Reproduce the whole listing that follows, exactly as it stands.
* * * * *
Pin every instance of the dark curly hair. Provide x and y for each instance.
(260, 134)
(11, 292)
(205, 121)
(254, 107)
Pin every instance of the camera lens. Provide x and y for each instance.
* * * * *
* **Answer below**:
Pin every instance of the dark curly hair. Provide x and y for each instance.
(260, 134)
(11, 292)
(205, 121)
(254, 107)
Pin every instance of the camera lens. Provide x and y for each instance.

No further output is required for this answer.